◆ **Exercise**: Search the records for the string "instance" and copy every line in which it appears.

◆ **Material provided**:

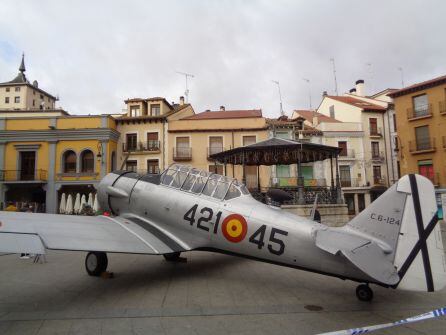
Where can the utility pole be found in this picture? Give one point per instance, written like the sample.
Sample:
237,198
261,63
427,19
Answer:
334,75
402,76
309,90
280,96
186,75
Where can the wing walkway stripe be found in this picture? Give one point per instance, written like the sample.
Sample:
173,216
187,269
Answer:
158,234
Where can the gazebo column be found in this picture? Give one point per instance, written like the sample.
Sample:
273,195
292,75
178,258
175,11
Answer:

==

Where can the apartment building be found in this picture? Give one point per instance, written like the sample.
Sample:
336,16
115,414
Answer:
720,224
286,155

==

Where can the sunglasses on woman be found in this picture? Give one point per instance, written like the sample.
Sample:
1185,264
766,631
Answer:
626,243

◆ **Answer space**:
Where can the utility pole be found in this picture? Give one point per instance, written like the sample.
Where can the wing walkway stripe be found in this picture? Give one point per instance, written like the sample.
Where can the gazebo column be found in this picture? Give one point per instance, written like the sample.
Where can the apartment building be found in this picture? Give one point per instance, written like the sample.
Where can the sunglasses on woman be found in this picture? Give one point per instance, written like the sample.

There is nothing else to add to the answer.